TASK ITEM » Report each line of the records below that uses the word "sports".

[Items from a dataset]
----

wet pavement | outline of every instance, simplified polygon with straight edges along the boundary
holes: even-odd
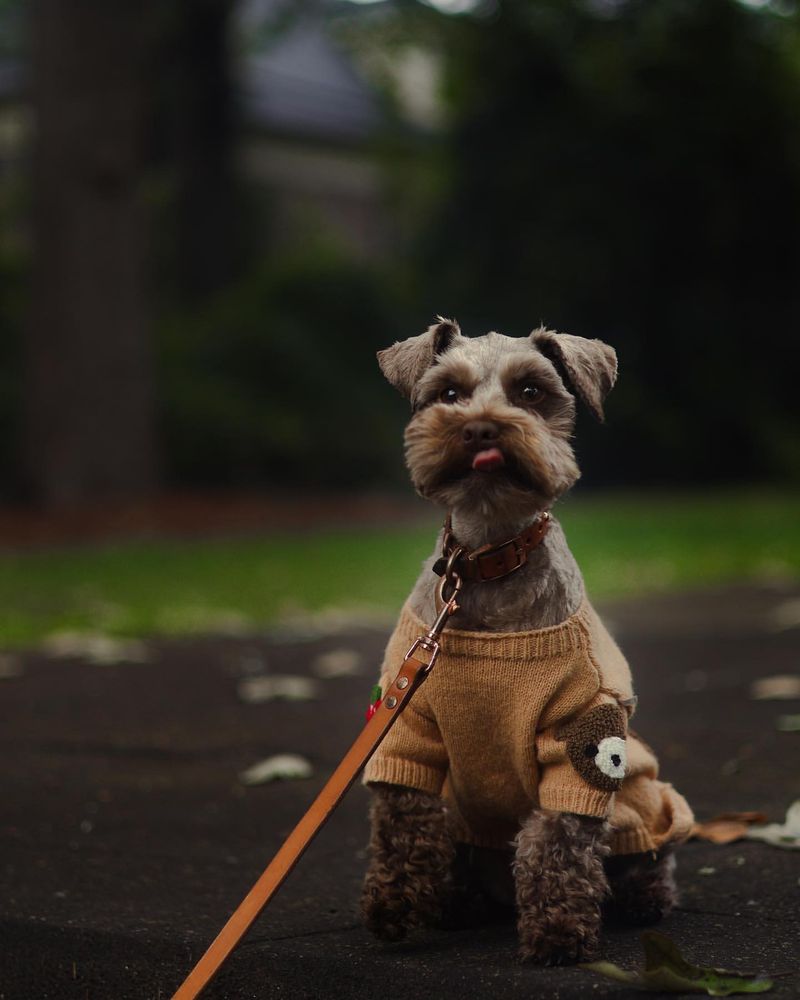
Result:
[[[782,820],[800,798],[800,732],[777,724],[800,700],[755,701],[750,685],[800,670],[800,589],[602,610],[633,666],[636,728],[698,817]],[[141,663],[0,662],[0,1000],[167,1000],[354,739],[385,638],[301,630],[148,643]],[[311,677],[325,653],[360,672],[317,678],[311,701],[237,691],[266,673]],[[239,779],[286,752],[314,776]],[[357,912],[366,807],[357,786],[208,997],[633,995],[579,969],[520,965],[512,924],[373,940]],[[770,995],[800,996],[800,851],[692,842],[678,875],[681,905],[660,930],[687,957],[778,976]],[[638,932],[609,929],[604,957],[640,964]]]

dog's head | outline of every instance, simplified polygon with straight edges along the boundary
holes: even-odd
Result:
[[[468,338],[439,318],[378,353],[411,401],[406,460],[424,497],[450,509],[544,509],[580,475],[570,439],[573,391],[603,419],[617,358],[599,340],[544,328]]]

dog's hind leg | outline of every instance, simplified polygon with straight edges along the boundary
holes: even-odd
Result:
[[[606,873],[611,896],[604,915],[616,923],[638,927],[658,923],[678,901],[675,855],[671,848],[658,854],[619,854],[608,858]]]
[[[520,956],[542,965],[595,958],[608,893],[605,820],[535,810],[515,845]]]
[[[367,927],[398,941],[441,923],[454,890],[456,846],[437,795],[376,784],[370,809],[370,864],[361,894]]]

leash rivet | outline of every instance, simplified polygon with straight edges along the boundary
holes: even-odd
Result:
[[[387,708],[394,708],[396,704],[397,698],[395,698],[394,695],[390,695],[384,702],[384,705],[386,705]]]
[[[401,691],[404,688],[407,688],[408,687],[408,678],[407,677],[398,677],[397,678],[397,686],[400,688]]]

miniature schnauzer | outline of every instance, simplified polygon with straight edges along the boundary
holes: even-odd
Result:
[[[589,960],[603,917],[646,924],[672,908],[671,844],[691,822],[628,729],[627,663],[550,514],[580,474],[575,395],[602,420],[616,354],[544,328],[468,338],[440,317],[378,359],[412,405],[412,482],[448,512],[384,685],[441,607],[442,554],[465,584],[437,666],[366,771],[367,926],[399,940],[505,904],[522,958]]]

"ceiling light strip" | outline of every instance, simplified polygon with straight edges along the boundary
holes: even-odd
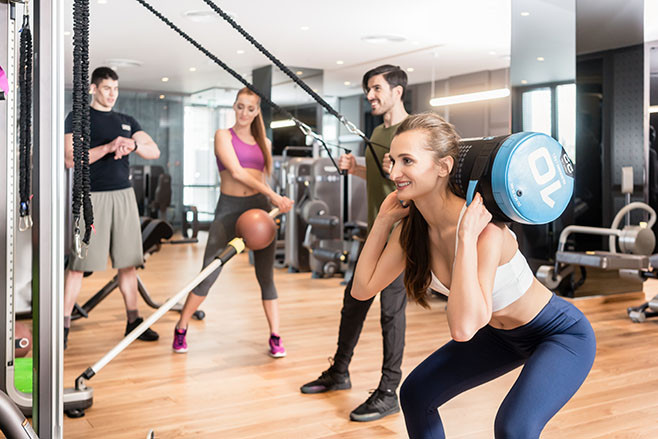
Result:
[[[295,122],[292,119],[283,119],[283,120],[273,120],[270,122],[270,128],[273,130],[277,128],[285,128],[285,127],[294,127]]]
[[[430,99],[430,105],[433,107],[443,107],[445,105],[486,101],[489,99],[505,98],[507,96],[509,96],[509,88],[499,88],[496,90],[479,91],[476,93],[466,93],[461,95],[445,96],[442,98],[434,98]]]

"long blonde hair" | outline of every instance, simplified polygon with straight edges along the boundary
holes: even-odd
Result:
[[[249,90],[247,87],[241,88],[238,91],[238,94],[235,96],[236,102],[238,101],[238,97],[240,97],[241,94],[256,96],[258,99],[257,105],[260,107],[260,96]],[[267,147],[267,136],[265,135],[265,124],[263,123],[263,114],[261,111],[258,112],[254,120],[251,122],[251,135],[254,136],[256,143],[260,147],[260,150],[263,152],[263,158],[265,158],[265,173],[270,175],[272,173],[272,153]]]
[[[434,152],[434,161],[452,157],[457,163],[459,157],[459,135],[455,127],[434,113],[421,113],[406,118],[398,127],[395,135],[405,131],[419,130],[425,136],[425,148]],[[451,175],[455,172],[455,166]],[[457,186],[449,180],[448,187],[459,195]],[[409,215],[402,221],[400,246],[405,253],[404,286],[411,300],[424,308],[429,308],[427,289],[431,282],[431,256],[428,239],[427,221],[416,208],[413,201],[409,203]]]

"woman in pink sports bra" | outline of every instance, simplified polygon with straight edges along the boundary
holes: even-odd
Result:
[[[370,230],[352,295],[369,299],[404,271],[409,297],[420,305],[429,307],[430,285],[448,296],[452,340],[400,389],[410,438],[444,438],[439,407],[519,366],[494,435],[538,438],[587,377],[596,339],[587,318],[532,275],[515,236],[491,222],[480,195],[465,206],[450,181],[458,153],[454,127],[436,114],[410,116],[398,127],[390,152],[397,190]]]
[[[248,88],[243,88],[238,91],[233,110],[233,127],[215,133],[221,195],[215,209],[215,219],[208,232],[203,267],[209,265],[217,253],[235,237],[235,223],[243,212],[254,208],[269,211],[273,204],[281,213],[286,213],[293,203],[289,198],[274,192],[266,181],[272,171],[272,143],[265,137],[260,98]],[[272,242],[268,247],[254,251],[254,268],[270,330],[269,354],[280,358],[286,355],[286,350],[279,335],[279,303],[274,286],[275,246],[276,242]],[[174,328],[174,352],[187,352],[186,335],[190,318],[205,300],[220,271],[221,267],[187,295],[180,320]]]

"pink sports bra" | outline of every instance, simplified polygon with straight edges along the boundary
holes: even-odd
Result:
[[[263,151],[261,151],[258,143],[245,143],[235,134],[233,128],[229,128],[229,131],[231,132],[231,144],[235,150],[235,155],[238,156],[240,166],[263,171],[265,169],[265,157],[263,157]],[[219,157],[217,157],[217,168],[219,168],[219,172],[226,169]]]

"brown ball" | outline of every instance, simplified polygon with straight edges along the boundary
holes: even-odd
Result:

----

EXPECTED ANSWER »
"woman in pink sports bra" | outline of every instance, simplified polygon with straight edges along the boundary
"pink sports bra" | outline of every instance, simplified polygon with straight edges along the boundary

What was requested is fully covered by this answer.